▶ [Task statement]:
Return the listing in full. Keep every word as it stands.

*** Opening of Data provided ***

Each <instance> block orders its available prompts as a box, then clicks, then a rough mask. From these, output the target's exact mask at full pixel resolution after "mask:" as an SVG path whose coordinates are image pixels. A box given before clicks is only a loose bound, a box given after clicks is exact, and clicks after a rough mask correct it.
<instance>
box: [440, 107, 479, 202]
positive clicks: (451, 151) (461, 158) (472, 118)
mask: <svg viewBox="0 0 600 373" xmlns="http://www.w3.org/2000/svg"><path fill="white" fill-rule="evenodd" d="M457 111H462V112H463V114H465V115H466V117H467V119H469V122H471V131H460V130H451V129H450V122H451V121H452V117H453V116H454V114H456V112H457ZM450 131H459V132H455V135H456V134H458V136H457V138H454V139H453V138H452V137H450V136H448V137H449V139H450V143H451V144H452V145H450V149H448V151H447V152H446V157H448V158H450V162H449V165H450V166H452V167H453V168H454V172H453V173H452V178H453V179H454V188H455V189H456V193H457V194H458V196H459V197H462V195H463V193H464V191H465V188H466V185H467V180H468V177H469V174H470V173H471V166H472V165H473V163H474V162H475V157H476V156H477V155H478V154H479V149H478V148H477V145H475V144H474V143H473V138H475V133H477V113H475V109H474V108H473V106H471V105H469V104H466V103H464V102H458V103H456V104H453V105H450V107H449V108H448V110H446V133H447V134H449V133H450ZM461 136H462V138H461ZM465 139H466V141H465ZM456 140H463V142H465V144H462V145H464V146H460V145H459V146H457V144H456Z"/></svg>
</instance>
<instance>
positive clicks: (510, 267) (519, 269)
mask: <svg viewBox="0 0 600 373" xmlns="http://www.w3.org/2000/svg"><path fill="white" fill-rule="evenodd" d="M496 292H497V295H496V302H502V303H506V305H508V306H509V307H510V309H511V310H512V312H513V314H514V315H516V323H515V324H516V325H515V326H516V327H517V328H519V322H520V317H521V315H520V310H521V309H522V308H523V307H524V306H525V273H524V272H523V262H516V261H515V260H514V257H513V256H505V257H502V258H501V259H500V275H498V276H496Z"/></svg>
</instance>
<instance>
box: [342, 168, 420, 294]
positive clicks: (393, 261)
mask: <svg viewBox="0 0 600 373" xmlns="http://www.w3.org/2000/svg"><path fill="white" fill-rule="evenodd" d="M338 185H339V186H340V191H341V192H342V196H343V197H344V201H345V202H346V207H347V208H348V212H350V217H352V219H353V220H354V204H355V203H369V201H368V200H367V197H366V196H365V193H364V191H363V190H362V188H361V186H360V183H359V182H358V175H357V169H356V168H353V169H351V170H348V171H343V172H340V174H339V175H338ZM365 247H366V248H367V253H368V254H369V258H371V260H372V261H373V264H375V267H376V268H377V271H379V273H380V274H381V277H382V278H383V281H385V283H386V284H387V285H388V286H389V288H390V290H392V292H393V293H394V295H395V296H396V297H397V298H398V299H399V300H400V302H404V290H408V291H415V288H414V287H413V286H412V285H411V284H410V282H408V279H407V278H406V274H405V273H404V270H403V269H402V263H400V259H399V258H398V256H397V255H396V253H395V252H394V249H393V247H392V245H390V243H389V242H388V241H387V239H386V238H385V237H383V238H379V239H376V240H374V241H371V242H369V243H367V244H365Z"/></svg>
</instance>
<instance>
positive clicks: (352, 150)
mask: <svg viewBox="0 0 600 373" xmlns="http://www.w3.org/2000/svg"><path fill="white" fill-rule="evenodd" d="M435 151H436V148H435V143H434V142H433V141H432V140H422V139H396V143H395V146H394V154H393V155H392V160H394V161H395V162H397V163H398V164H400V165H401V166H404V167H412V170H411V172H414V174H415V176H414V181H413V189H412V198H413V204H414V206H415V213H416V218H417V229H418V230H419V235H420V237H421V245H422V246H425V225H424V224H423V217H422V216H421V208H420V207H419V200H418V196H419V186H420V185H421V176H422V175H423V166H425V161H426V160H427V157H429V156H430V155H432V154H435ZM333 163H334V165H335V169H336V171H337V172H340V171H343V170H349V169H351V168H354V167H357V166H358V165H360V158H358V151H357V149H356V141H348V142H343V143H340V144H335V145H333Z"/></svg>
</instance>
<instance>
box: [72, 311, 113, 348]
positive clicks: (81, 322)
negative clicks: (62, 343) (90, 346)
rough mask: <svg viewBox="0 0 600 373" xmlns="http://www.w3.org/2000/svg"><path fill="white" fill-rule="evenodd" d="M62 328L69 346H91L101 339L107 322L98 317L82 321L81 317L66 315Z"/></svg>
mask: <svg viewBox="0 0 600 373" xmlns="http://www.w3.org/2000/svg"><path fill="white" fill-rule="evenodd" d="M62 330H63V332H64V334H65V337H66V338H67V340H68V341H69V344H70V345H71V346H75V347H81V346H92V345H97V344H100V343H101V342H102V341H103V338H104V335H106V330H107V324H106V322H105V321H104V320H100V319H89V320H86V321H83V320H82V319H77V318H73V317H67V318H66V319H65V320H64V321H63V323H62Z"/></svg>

*** Close of Data provided ***

▶ [Exercise response]:
Each <instance> block orders its available prompts as a box, then clicks, then a rough mask. From these, output the target's exact mask at full pixel resolution after "mask:" as an SVG path whose coordinates are image pixels. A box given before clicks is only a loose bound, a box given after clicks is exact, and clicks after a rough mask correct it.
<instance>
box: [440, 107, 479, 202]
positive clicks: (451, 151) (461, 158) (472, 118)
mask: <svg viewBox="0 0 600 373" xmlns="http://www.w3.org/2000/svg"><path fill="white" fill-rule="evenodd" d="M457 111H462V112H463V114H465V115H466V117H467V119H469V122H471V131H460V130H451V129H450V122H451V121H452V117H453V116H454V114H456V112H457ZM450 131H459V132H455V135H456V134H458V136H457V138H454V139H453V138H452V137H450V136H448V137H449V139H450V143H451V144H452V145H450V149H448V151H447V152H446V157H448V158H450V162H449V165H450V166H452V167H453V168H454V172H453V173H452V178H453V179H454V188H455V189H456V193H457V194H458V196H459V197H462V195H463V193H464V191H465V188H466V185H467V180H468V177H469V174H470V173H471V166H472V165H473V163H474V162H475V157H476V156H477V155H478V154H479V149H478V148H477V145H475V144H474V143H473V138H475V133H477V113H475V109H474V108H473V106H471V105H469V104H466V103H464V102H458V103H456V104H453V105H450V107H449V108H448V110H446V133H447V134H449V133H450ZM461 136H462V138H461ZM465 139H466V141H465ZM456 140H463V142H465V144H462V145H464V146H460V145H459V146H457V144H456Z"/></svg>
</instance>
<instance>
positive clicks: (510, 267) (519, 269)
mask: <svg viewBox="0 0 600 373" xmlns="http://www.w3.org/2000/svg"><path fill="white" fill-rule="evenodd" d="M496 292H497V295H496V302H502V303H506V305H508V306H509V307H510V309H511V310H512V312H513V314H514V315H516V323H515V324H516V325H515V326H516V327H517V328H519V322H520V317H521V315H520V310H521V309H522V308H523V307H524V306H525V273H524V272H523V262H516V261H515V260H514V257H513V256H505V257H502V258H501V259H500V275H498V276H496Z"/></svg>
</instance>
<instance>
box: [342, 168, 420, 294]
positive clicks: (393, 261)
mask: <svg viewBox="0 0 600 373" xmlns="http://www.w3.org/2000/svg"><path fill="white" fill-rule="evenodd" d="M338 185H339V186H340V191H341V192H342V196H343V197H344V201H345V202H346V207H347V208H348V212H350V217H352V219H353V220H354V204H355V203H369V201H368V200H367V197H366V196H365V193H364V191H363V190H362V188H361V186H360V183H359V182H358V175H357V169H356V168H353V169H351V170H348V171H343V172H340V174H339V175H338ZM365 247H366V248H367V253H368V254H369V258H371V260H372V261H373V264H375V267H376V268H377V271H379V273H380V274H381V277H382V278H383V281H385V283H386V284H387V285H388V286H389V288H390V290H392V292H393V293H394V295H395V296H396V297H397V298H398V299H399V300H400V302H404V290H408V291H415V288H414V287H413V286H412V285H411V284H410V282H408V279H407V278H406V274H405V273H404V270H403V269H402V263H400V259H399V258H398V256H397V255H396V253H395V252H394V249H393V247H392V245H390V243H389V242H388V241H387V239H386V238H385V237H383V238H379V239H376V240H374V241H371V242H369V243H367V244H365Z"/></svg>
</instance>
<instance>
positive clicks: (352, 150)
mask: <svg viewBox="0 0 600 373" xmlns="http://www.w3.org/2000/svg"><path fill="white" fill-rule="evenodd" d="M435 151H436V148H435V143H434V142H433V141H432V140H422V139H396V143H395V146H394V154H393V155H392V160H394V161H395V162H397V163H398V164H400V165H401V166H404V167H412V170H411V172H414V174H415V176H414V181H413V189H412V198H413V204H414V206H415V213H416V218H417V229H418V230H419V235H420V237H421V245H422V246H425V225H424V224H423V217H422V216H421V208H420V207H419V200H418V196H419V186H420V185H421V176H422V175H423V166H425V161H426V160H427V157H429V156H430V155H432V154H435ZM333 163H334V165H335V169H336V171H337V172H340V171H343V170H349V169H351V168H354V167H357V166H358V165H360V158H358V151H357V149H356V141H348V142H343V143H340V144H335V145H333Z"/></svg>
</instance>
<instance>
box: [72, 311, 113, 348]
positive clicks: (81, 322)
negative clicks: (62, 343) (90, 346)
rough mask: <svg viewBox="0 0 600 373" xmlns="http://www.w3.org/2000/svg"><path fill="white" fill-rule="evenodd" d="M62 328L69 346H91L101 339L107 322L98 317L82 321L81 317L66 315Z"/></svg>
mask: <svg viewBox="0 0 600 373" xmlns="http://www.w3.org/2000/svg"><path fill="white" fill-rule="evenodd" d="M62 330H63V332H64V334H65V337H66V338H67V340H68V341H69V344H70V345H71V346H75V347H81V346H92V345H97V344H100V343H101V342H102V341H103V338H104V335H106V330H107V324H106V322H105V321H104V320H100V319H89V320H86V321H83V320H82V319H77V318H73V317H67V318H66V319H65V320H64V321H63V323H62Z"/></svg>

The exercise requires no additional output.